What this task involves.
For each record here, output an exact copy.

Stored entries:
........

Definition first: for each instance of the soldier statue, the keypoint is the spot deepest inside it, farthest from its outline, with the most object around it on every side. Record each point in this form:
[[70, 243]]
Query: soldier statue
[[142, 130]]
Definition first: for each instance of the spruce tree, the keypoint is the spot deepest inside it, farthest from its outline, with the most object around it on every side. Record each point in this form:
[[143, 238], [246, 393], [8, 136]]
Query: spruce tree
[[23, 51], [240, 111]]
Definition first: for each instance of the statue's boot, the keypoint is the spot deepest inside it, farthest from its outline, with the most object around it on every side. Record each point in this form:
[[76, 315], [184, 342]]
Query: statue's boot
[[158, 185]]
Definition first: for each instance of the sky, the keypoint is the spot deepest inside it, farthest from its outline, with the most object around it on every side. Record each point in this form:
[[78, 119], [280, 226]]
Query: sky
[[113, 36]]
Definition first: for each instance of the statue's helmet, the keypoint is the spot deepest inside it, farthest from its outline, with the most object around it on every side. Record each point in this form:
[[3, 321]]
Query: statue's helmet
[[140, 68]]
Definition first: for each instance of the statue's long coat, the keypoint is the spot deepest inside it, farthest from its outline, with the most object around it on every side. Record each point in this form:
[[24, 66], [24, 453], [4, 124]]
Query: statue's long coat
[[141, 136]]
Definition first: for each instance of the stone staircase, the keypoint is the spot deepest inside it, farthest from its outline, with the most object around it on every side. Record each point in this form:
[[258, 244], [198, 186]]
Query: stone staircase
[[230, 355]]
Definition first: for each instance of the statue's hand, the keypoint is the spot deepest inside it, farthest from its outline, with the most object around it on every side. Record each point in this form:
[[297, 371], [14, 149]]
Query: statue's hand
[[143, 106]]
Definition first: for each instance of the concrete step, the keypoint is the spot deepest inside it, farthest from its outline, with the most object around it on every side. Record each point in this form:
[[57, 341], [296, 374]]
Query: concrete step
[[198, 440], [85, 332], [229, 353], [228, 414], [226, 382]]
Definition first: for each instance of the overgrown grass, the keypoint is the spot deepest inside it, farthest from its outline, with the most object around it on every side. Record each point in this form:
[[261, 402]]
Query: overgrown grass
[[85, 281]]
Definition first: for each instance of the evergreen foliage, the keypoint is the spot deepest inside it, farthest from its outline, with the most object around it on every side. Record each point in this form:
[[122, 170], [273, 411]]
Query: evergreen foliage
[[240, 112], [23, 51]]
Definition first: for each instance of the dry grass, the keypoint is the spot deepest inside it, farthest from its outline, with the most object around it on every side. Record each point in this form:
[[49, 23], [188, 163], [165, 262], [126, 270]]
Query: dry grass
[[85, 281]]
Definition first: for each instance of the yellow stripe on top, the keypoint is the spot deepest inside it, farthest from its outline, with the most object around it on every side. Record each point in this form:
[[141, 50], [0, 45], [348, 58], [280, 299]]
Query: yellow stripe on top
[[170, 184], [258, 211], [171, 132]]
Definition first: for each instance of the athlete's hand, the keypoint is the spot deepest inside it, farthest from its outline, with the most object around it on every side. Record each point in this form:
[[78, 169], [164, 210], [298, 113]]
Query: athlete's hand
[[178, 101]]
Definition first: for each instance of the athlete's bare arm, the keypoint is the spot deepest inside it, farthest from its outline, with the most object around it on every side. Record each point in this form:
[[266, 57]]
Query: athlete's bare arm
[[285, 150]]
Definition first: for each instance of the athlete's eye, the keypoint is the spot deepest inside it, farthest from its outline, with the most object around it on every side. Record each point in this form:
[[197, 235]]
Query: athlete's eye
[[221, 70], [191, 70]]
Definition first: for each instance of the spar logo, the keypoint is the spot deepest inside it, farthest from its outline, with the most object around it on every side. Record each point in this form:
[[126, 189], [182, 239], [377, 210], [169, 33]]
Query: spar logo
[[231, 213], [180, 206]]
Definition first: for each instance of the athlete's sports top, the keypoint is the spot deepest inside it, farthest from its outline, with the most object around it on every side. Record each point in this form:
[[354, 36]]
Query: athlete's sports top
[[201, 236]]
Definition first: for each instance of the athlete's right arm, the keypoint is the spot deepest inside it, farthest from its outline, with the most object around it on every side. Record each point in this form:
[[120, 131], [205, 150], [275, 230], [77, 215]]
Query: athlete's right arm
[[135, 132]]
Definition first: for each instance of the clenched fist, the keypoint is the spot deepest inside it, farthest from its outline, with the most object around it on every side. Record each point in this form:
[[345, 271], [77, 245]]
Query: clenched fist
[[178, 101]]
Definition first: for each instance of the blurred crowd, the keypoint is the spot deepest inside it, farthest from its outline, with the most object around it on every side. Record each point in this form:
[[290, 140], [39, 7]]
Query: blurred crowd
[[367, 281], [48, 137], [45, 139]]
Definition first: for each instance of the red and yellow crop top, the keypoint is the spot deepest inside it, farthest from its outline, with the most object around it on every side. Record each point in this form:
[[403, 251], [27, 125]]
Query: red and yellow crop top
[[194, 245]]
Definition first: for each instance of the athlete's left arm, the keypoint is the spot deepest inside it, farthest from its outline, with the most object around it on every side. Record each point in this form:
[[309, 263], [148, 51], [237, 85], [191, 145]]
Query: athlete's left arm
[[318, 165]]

........

Result of this exercise.
Definition first: for each instance of the soldier statue, the keypoint is the spot deepest inside it, farthest from its outline, with the most object around it on every side. Record each point in this form:
[[70, 243]]
Query: soldier statue
[[142, 130]]
Definition first: for each instance of the spruce tree, the keypoint is the spot deepest inside it, farthest from its outline, with the most object around it on every side. Record each point in this form:
[[143, 238], [246, 393], [8, 136]]
Query: spruce tree
[[23, 51], [240, 111]]
Definition first: for each instance of the statue's boot, the keypoint is the spot deepest inside it, farthest from its outline, with the most object around it on every side. Record each point in this form:
[[76, 315], [184, 342]]
Query: statue's boot
[[158, 185]]
Definition first: for each instance of the sky, the keypoint is the spot deepest inside it, farthest from its outline, with the most object around it on every side. Record each point in this form:
[[78, 119], [280, 226]]
Query: sky
[[113, 36]]
Definition first: for each instance of the statue's helmet, the keypoint is the spot deepest inside it, farthest from its outline, with the most object around it on every side. Record each point in this form:
[[3, 321]]
Query: statue's helmet
[[140, 68]]
Definition first: for each instance of the statue's long coat, the keypoint is the spot deepest inside it, farthest from its outline, with the most object around it on every side. Record each point in this form:
[[24, 66], [24, 453], [4, 124]]
Query: statue's long coat
[[141, 136]]
Definition first: for each instance of the stone staircase, the keypoint is the spot deepest inside it, farthest from its outline, with the most object around it on every side. Record each point in this form:
[[258, 244], [198, 186]]
Query: stone staircase
[[230, 355]]
Definition first: for each instance of the statue's hand, the keypoint is the spot deepest inside it, farthest from its outline, with the most object around it on every side. Record each point in this form:
[[297, 371], [14, 149]]
Query: statue's hand
[[143, 106]]
Definition first: for each instance of the concrete step, the keypoint is the spot deepest inside it, farthest from its outline, with the most object around it on every side. Record each point in this form:
[[57, 341], [296, 374]]
Query: concrete step
[[198, 440], [85, 332], [229, 353], [228, 414], [226, 382]]
Definition first: for each instance of the overgrown grass, the keypoint is the spot deepest inside it, farthest from its outline, with the most object around it on every side. Record each point in this form:
[[261, 402]]
Query: overgrown grass
[[85, 281]]
Definition first: for each instance of the evergreen foliage, the keypoint is the spot deepest inside it, farthest from its outline, with the most object around it on every side. Record each point in this form:
[[122, 170], [273, 411]]
Query: evergreen foliage
[[240, 112], [23, 51]]
Definition first: for each instance of the dry grass, the keypoint is the spot deepest inside it, farthest from its outline, with the most object around it on every side. Record each point in this form:
[[49, 23], [188, 163], [165, 262], [126, 270]]
Query: dry grass
[[85, 281]]
Definition first: for each instance of the yellow stripe on top, the keypoint is the spot deepest inside it, farthest from its outline, with the most object around it on every side. Record each point in this form:
[[141, 50], [0, 45], [348, 58], [280, 299]]
Query: yellow stripe on top
[[170, 184], [258, 211], [171, 132]]
Definition first: for each instance of the athlete's hand, the keypoint is the spot deepest inside it, farthest from its outline, with the most object around it on every side. Record each point in this form:
[[78, 169], [164, 210], [298, 113]]
Query: athlete's hand
[[178, 101]]
Definition first: for each instance of the athlete's bare arm, the keypoint is the spot deepest inside it, farthest from its outline, with the most object around it on every side. Record each point in this form:
[[266, 57]]
Query: athlete's bare arm
[[285, 150]]
Definition first: for each instance of the athlete's eye, the keypoint is the spot deepest inside it, farthest from its outline, with the most object around it on every side. Record each point in this form:
[[197, 235]]
Query: athlete's eye
[[221, 70], [191, 70]]
Definition first: for each instance of the spar logo, the keypoint is the spot deepest inside it, farthest from its outline, with the most object around it on every side. Record each point in this form:
[[126, 189], [182, 239], [377, 210], [169, 33]]
Query: spar logo
[[231, 213], [180, 206]]
Definition first: for each instance of the athlete's sports top, the keypoint is the spot deepest inside it, farthest from its outline, with the most object around it on every side. Record each point in this form:
[[354, 36]]
Query: athlete's sports top
[[201, 236]]
Definition first: for each instance of the athlete's right arm, the keypoint is the spot deepest inside it, farthest from its outline, with the most object around it on every side. Record each point in this form:
[[120, 131], [205, 150], [275, 230], [77, 215]]
Query: athlete's right arm
[[135, 132]]
Definition first: for each instance of the clenched fist, the keypoint is the spot deepest inside it, farthest from its outline, with the most object around it on every side. Record each point in this form:
[[345, 271], [77, 245]]
Query: clenched fist
[[178, 101]]
Definition first: for each instance of the blurred crowd, the keypoint is the spot deepest inside it, farthest from its outline, with the most object around it on every side. Record each point in this form:
[[290, 140], [39, 7]]
Query: blurred crowd
[[367, 281], [48, 137], [45, 139]]
Definition first: for each instance of the red and yellow crop top, the keypoint is the spot deepest inside it, farthest from its outline, with the most object around it on every side. Record each point in this form:
[[403, 251], [27, 125]]
Query: red and yellow crop top
[[194, 245]]
Definition first: for each instance of the athlete's left arm, the keypoint is the spot deepest inside it, farthest from its outline, with the most object around it on every side. Record each point in this form:
[[309, 263], [148, 51], [237, 85], [191, 145]]
Query: athlete's left arm
[[318, 165]]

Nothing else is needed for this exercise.